▶ _Extrait cité_:

★ ★ ★

Le Jeu de la dame une histoire complètement fictive, il n’y a pas un seul vrai joueur d’échecs parmi les adversaires de l’Américaine. Cependant, les personnages ont des prototypes assez proches, Borgov ne faisant pas exception. Alors, qui se cache derrière le personnage du grand maître soviétique ?

Boris Spasski

L'option la plus probable est le 10e champion du monde d'échecs et double champion d'URSS Boris Spasski. Les fans d'échecs ont immédiatement décelé son approche dans les caractéristiques et les tactiques de Borgov. Spasski était célèbre pour son habileté technique de fin de partie, et déconcertait également ses adversaires avec sa version secrète de la défense sicilienne (Beth est informée de ces « pièges » alors qu'elle se prépare pour le match l’opposant à Borgov). Tout comme Borgov, Spasski est célèbre pour sa confrontation avec un Américain - la légendaire « star » des échecs Bobby Fischer. Leur rencontre de 1972 a été qualifiée de « match du siècle » entre l'URSS et les États-Unis.

★ ★ ★

▶ _Données brutes_:
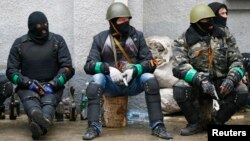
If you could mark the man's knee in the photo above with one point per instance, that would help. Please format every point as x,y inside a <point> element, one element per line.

★ ★ ★

▶ _Consigne 1_:
Répondez aux questions suivantes à partir de l'extrait cité sur Borgov :
(a) Quel titre mondial Boris Spasski a-t-il détenu ?
(b) Pour quelle habileté Spasski était-il célèbre ?
(c) En quelle année a eu lieu sa rencontre avec Bobby Fischer, et comment a-t-elle été qualifiée ?
▶ _Consigne 2_: Poursuivez le texte sur le modèle du personnage de Borgov à partir de sa dernière phrase.

▶ _Réponse 1_:
(a) Il a été le 10e champion du monde d'échecs.
(b) Il était célèbre pour son habileté technique de fin de partie.
(c) Elle a eu lieu en 1972 et a été qualifiée de « match du siècle » entre l'URSS et les États-Unis.

▶ _Réponse 2_:
Bobby Fischer et Boris Spasski

Spasski a commencé à jouer à l'âge de 5 ans, dans un orphelinat, où lui et ses frères ont vécu pendant un certain temps pendant le Seconde Guerre mondiale. Avec la fin de la guerre, le garçon, comme envoûté, se rend au pavillon d'échecs du parc et y disparaît du matin au soir. En à peine un an, il obtient le titre de joueur de 1re catégorie, devenant ainsi le plus jeune sportif de première classe du pays. « L'un des problèmes des échecs pour les enfants est leur énorme fardeau émotionnel. Je rentrais à la maison et je m’effondrais littéralement. Et le lendemain matin, j'étais sûr d'être en retard à l'école », se souvient-il.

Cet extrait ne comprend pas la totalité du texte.